■ **ASSIGNMENT**:
Your answer should be the full data, transcribed exactly, with no pictures in it.

■ **MATERIALS PROVIDED**:
────────────────

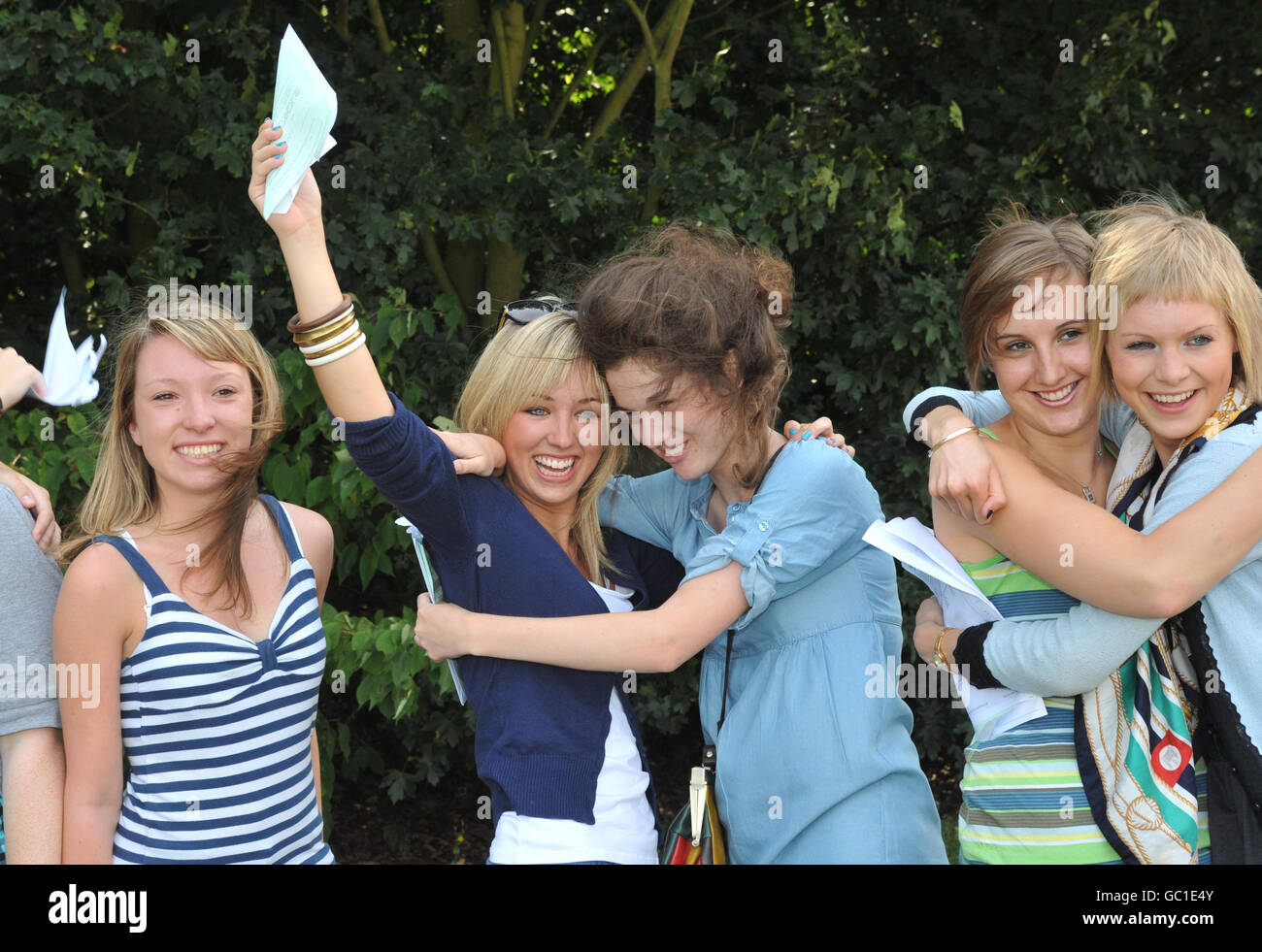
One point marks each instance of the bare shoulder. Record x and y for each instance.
(316, 540)
(314, 530)
(100, 584)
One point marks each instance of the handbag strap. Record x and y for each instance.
(710, 755)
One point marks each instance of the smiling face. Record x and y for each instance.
(553, 445)
(681, 421)
(188, 415)
(1043, 362)
(1172, 363)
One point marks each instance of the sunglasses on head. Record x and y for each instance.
(524, 312)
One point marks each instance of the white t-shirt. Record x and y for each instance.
(623, 830)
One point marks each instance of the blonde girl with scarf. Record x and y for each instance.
(1184, 356)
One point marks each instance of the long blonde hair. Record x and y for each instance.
(1152, 248)
(520, 365)
(124, 489)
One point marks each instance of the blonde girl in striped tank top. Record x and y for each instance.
(201, 614)
(1025, 314)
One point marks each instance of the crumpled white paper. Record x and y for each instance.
(70, 372)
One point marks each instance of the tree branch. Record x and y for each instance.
(342, 23)
(622, 91)
(500, 68)
(379, 24)
(645, 29)
(429, 246)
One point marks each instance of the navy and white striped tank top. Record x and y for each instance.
(217, 728)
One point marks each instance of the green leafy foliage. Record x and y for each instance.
(449, 189)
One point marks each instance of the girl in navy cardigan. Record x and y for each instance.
(559, 749)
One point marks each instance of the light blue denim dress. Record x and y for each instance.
(815, 762)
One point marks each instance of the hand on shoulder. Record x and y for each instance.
(101, 597)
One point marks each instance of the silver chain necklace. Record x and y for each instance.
(1085, 487)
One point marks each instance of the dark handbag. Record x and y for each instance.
(695, 835)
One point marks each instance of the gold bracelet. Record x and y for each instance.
(939, 657)
(327, 332)
(335, 348)
(297, 327)
(950, 437)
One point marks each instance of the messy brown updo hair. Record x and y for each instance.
(694, 300)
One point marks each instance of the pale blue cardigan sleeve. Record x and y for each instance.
(984, 408)
(813, 507)
(1076, 652)
(652, 509)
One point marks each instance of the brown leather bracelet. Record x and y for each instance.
(306, 338)
(297, 327)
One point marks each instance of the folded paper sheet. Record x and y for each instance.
(992, 710)
(436, 592)
(70, 372)
(304, 106)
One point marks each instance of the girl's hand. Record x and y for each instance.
(17, 378)
(268, 152)
(929, 626)
(442, 628)
(47, 534)
(475, 453)
(820, 430)
(963, 476)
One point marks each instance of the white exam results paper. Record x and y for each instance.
(304, 106)
(70, 372)
(436, 590)
(992, 710)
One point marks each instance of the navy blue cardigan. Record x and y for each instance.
(541, 729)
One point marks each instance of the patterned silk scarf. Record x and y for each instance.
(1136, 736)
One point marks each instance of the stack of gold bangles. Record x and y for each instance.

────────────────

■ **COMPLETED EXERCISE**:
One point marks each instance of the bare shoulder. Record x and y for each instance.
(316, 540)
(314, 530)
(100, 584)
One point marks each instance of the handbag strap. Record x and y for each instance.
(710, 755)
One point marks each instance of the smiling face. Record x and y for each instance.
(553, 445)
(681, 421)
(188, 415)
(1043, 362)
(1172, 363)
One point marks each instance of the sunglasses on head. Record x and y for each instance.
(524, 312)
One point marks each instance of the white t-shirt. Record x and y for each instance.
(623, 830)
One point marks each instance of the blonde girl with scarf. Record x and y for each instance.
(1184, 356)
One point marks each instance of the long blonde hair. Record x and y for each instance.
(1152, 248)
(520, 365)
(124, 489)
One point marks each instance of the blonde girl in striped tank top. Record x and y for each instance.
(201, 614)
(1025, 314)
One point marks each instance of the crumpled white paper. Record x and y for each instance.
(70, 372)
One point marks each instance of the tree branch. Record x and y for each instance.
(342, 23)
(622, 91)
(500, 68)
(379, 24)
(645, 29)
(429, 246)
One point marks each instance of the navy and white striped tank top. Record x and y for each instance.
(217, 728)
One point marks each instance of the green leafy foliage. Record x and y for each instance.
(449, 189)
One point marks each instance of the girl in navy cardigan. Record x and y for each instance.
(559, 749)
One point marks each instance of the light blue denim dress. Record x and y for each instance.
(815, 762)
One point marks each instance of the hand on shoulder. Record x and y for each instance.
(101, 597)
One point marks each instance of the silver chain necklace. Record x and y for each instance.
(1085, 487)
One point marks each instance of the dark handbag. Record x and y for each instance.
(695, 835)
One point marks each instance of the gold bracelet. Record x and y for each instance.
(939, 657)
(327, 332)
(335, 348)
(297, 327)
(950, 437)
One point marks each instance of the messy brown updo hair. Record x and y for each instance.
(694, 300)
One point marks each instance of the pale blue cardigan sleeve. Record x and y for each instance.
(984, 408)
(813, 507)
(1076, 652)
(652, 509)
One point marks each instance of the brown leather bracelet. Record x and y for each instance.
(306, 338)
(297, 327)
One point marks each instance of the folded paper sheet. Record x and y for each instance.
(992, 710)
(436, 592)
(70, 372)
(304, 106)
One point marks each instance of the girl's hand. Record x and y for each instance.
(17, 378)
(268, 152)
(929, 626)
(442, 628)
(47, 534)
(475, 453)
(820, 430)
(963, 476)
One point marks each instance of the white exam results paper. Record x and y for each instance.
(304, 106)
(70, 372)
(436, 590)
(992, 710)
One point marks each instance of the navy blue cardigan. Record x and y for each instance.
(541, 729)
One point marks each instance of the patterned silk scarf. Record x and y for each instance.
(1136, 736)
One point marks each instance of the stack of gold bangles. Record x and y for each instance.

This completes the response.